--- Start Source data ---

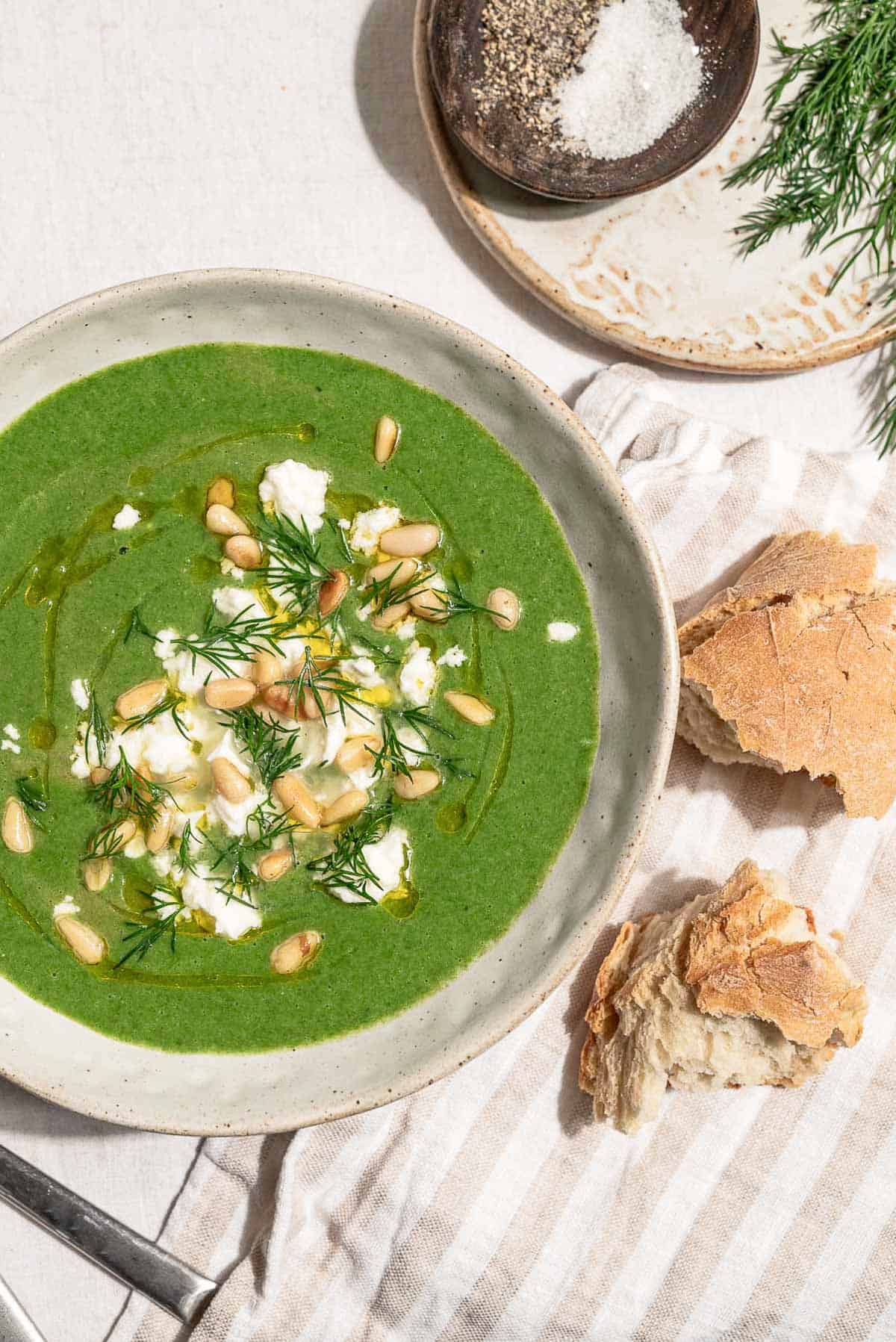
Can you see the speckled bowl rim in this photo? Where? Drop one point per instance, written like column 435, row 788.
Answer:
column 517, row 262
column 125, row 1109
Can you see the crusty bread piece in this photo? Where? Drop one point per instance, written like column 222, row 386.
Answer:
column 731, row 990
column 794, row 668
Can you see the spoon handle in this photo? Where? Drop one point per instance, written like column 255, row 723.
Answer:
column 119, row 1251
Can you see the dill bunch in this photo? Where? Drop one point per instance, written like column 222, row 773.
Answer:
column 830, row 161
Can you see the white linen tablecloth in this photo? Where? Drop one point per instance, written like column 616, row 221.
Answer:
column 145, row 138
column 491, row 1207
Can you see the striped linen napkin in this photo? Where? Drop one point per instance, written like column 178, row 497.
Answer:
column 490, row 1207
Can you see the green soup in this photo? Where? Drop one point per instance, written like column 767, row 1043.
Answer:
column 155, row 434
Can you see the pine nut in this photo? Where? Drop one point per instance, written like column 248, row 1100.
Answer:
column 357, row 754
column 243, row 550
column 470, row 707
column 296, row 801
column 230, row 693
column 333, row 592
column 86, row 944
column 222, row 520
column 228, row 781
column 414, row 540
column 397, row 571
column 267, row 668
column 276, row 865
column 158, row 833
column 385, row 439
column 220, row 491
column 296, row 951
column 346, row 807
column 96, row 872
column 281, row 698
column 431, row 601
column 18, row 833
column 505, row 608
column 141, row 698
column 420, row 783
column 392, row 615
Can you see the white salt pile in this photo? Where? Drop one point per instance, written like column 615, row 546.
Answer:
column 638, row 74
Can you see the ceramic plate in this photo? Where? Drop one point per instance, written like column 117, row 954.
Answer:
column 659, row 274
column 270, row 1091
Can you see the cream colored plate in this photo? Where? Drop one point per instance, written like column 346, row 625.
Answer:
column 659, row 274
column 254, row 1093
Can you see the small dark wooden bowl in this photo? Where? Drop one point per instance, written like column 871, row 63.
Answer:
column 727, row 33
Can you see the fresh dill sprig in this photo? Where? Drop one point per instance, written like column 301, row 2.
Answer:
column 171, row 703
column 830, row 156
column 271, row 747
column 165, row 907
column 402, row 757
column 225, row 643
column 346, row 866
column 99, row 729
column 235, row 859
column 342, row 540
column 296, row 571
column 328, row 687
column 452, row 599
column 34, row 799
column 380, row 656
column 185, row 859
column 137, row 626
column 128, row 791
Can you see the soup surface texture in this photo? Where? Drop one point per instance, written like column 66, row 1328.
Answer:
column 105, row 545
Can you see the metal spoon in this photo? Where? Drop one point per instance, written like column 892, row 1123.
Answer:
column 119, row 1251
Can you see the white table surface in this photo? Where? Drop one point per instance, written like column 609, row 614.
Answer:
column 140, row 138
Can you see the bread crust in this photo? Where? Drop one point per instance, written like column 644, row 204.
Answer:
column 794, row 668
column 732, row 990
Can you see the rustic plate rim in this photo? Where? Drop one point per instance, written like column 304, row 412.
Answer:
column 525, row 270
column 129, row 1108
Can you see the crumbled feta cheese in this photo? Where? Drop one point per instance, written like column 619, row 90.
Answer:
column 362, row 670
column 405, row 628
column 452, row 656
column 369, row 526
column 388, row 859
column 125, row 518
column 417, row 675
column 232, row 601
column 190, row 674
column 160, row 747
column 232, row 919
column 296, row 493
column 559, row 631
column 163, row 862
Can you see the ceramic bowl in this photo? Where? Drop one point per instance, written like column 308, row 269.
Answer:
column 270, row 1091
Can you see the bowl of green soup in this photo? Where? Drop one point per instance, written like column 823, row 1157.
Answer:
column 340, row 680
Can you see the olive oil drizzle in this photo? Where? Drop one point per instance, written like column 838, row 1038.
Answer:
column 502, row 764
column 302, row 432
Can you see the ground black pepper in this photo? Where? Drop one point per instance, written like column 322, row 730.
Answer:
column 529, row 49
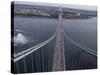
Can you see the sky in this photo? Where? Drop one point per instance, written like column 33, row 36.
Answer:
column 85, row 7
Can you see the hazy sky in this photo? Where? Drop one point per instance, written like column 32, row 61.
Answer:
column 63, row 5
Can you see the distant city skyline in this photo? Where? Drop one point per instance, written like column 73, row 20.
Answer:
column 84, row 7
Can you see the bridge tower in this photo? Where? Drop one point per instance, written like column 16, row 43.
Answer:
column 59, row 58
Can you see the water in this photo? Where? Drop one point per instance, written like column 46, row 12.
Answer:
column 30, row 31
column 83, row 31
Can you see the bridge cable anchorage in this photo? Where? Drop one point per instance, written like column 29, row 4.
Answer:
column 25, row 53
column 81, row 46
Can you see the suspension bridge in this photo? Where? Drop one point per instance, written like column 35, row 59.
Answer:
column 50, row 55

--- End Source data ---

## What is asked
Could you copy every one of the records above line for line, without changing a word, and leave the pictures out?

## Reply
Can you see the speckled bowl rim in this photo? Where? Drop one point per instance, written like column 435, row 788.
Answer:
column 517, row 262
column 125, row 1109
Can you see the crusty bread piece in this photo? Where? Drop one point per instance, written like column 222, row 386.
Answer:
column 731, row 990
column 794, row 668
Can you see the spoon handle in this photo? Where? Drop one point per instance, written like column 255, row 723.
Answer:
column 119, row 1251
Can you see the dill bunch in this photo? Where? Drop one point per instance, written like column 222, row 773.
Answer:
column 830, row 161
Can you see the white linen tablecloth in this photo? Where? Drop one point per instance, written like column 616, row 221.
Answer:
column 145, row 138
column 491, row 1207
Can you see the striped linen napkin in this photo? Where? Drop one point per instance, written like column 178, row 497.
Answer:
column 490, row 1207
Can you see the green soup in this photo? Where? Drop one point per instance, written like column 767, row 1043.
Answer:
column 155, row 434
Can you see the pine nut in this photo? Where? Drop one point per instance, written like column 248, row 1100.
Answer:
column 357, row 754
column 243, row 550
column 470, row 707
column 296, row 801
column 230, row 693
column 333, row 592
column 86, row 944
column 222, row 520
column 228, row 781
column 414, row 540
column 397, row 571
column 267, row 668
column 276, row 865
column 158, row 833
column 385, row 439
column 220, row 491
column 296, row 951
column 346, row 807
column 96, row 872
column 281, row 698
column 431, row 601
column 18, row 833
column 505, row 608
column 141, row 698
column 420, row 783
column 392, row 615
Can you see the white salt pile in this photo? Where? Drop one point per instance, written like column 615, row 546.
Answer:
column 638, row 74
Can you see the ceramic plate in this photo? Where? Drop one point per instance, written like column 117, row 954.
Answer:
column 659, row 274
column 270, row 1091
Can you see the cream colored plate in this photo? Where? Drop one point per instance, written like column 346, row 625.
Answer:
column 659, row 274
column 254, row 1093
Can you see the small dark wooden bowl in this photo? Where? Drop one point per instance, written like column 871, row 63.
Answer:
column 727, row 33
Can you see the fresh dill sprig in this photo? Where? Drop one point per instance, written like column 301, row 2.
Answer:
column 171, row 703
column 830, row 156
column 271, row 747
column 165, row 907
column 402, row 757
column 225, row 643
column 346, row 866
column 99, row 729
column 235, row 859
column 342, row 540
column 296, row 571
column 328, row 687
column 452, row 599
column 34, row 799
column 380, row 656
column 185, row 859
column 137, row 626
column 128, row 791
Can you see the soup surface texture in this photo? Where? Drop one point per instance, written like column 66, row 1328.
Answer:
column 105, row 545
Can you see the metal spoon in this photo? Where? Drop one point per instance, written like column 892, row 1123.
Answer:
column 119, row 1251
Can you see the white table surface in this photo? Where? Drop one point per instance, written like column 609, row 614.
Answer:
column 140, row 138
Can you see the bread crust in this photo? Where? Drop one point per instance, written like column 644, row 204.
Answer:
column 794, row 668
column 732, row 990
Can you see the rustic plate rim in this photo? Where? Drop one point per instance, written like column 304, row 412.
Answer:
column 525, row 270
column 129, row 1108
Can you see the crumbled feta cheese in this photo? Where? Drop one point per instance, written like column 619, row 90.
Answer:
column 362, row 670
column 405, row 628
column 452, row 656
column 369, row 526
column 388, row 859
column 125, row 518
column 417, row 675
column 232, row 601
column 190, row 674
column 160, row 747
column 232, row 919
column 296, row 493
column 559, row 631
column 163, row 862
Can you see the ceramic bowl in this photo? Where? Drop one point per instance, written like column 308, row 269.
Answer:
column 270, row 1091
Can you see the bowl of green soup in this photo? Where? Drop one point per instance, written like column 823, row 1157.
Answer:
column 340, row 680
Can you see the olive oil drizzle in this photo? Where? Drop one point per instance, written like column 838, row 1038.
Answer:
column 502, row 764
column 302, row 432
Can you see the ground black pepper in this photo? Where? Drop one point per instance, written like column 322, row 730.
Answer:
column 529, row 49
Can you see the sky in this photo? Where? Drop one point per instance, written like column 33, row 36.
Answer:
column 85, row 7
Can you see the hazy sky in this photo? Where? Drop one point per instance, written like column 32, row 61.
Answer:
column 63, row 5
Can you see the distant city skyline in this photo? Where? Drop one point per instance, written like column 73, row 20.
Answer:
column 84, row 7
Can you see the bridge tower in this photo? Where? Drop one point per instance, written like column 16, row 43.
Answer:
column 59, row 58
Can you see the water in this photo? Where? Drop one point per instance, written like column 46, row 12.
Answer:
column 30, row 31
column 83, row 31
Can you see the bridge cable anchorage in this photo? Where? Drop one point per instance, written like column 29, row 4.
Answer:
column 25, row 53
column 81, row 46
Can you see the suspension bridge in this photo? Where? Drop one point per instance, written like column 35, row 59.
Answer:
column 50, row 55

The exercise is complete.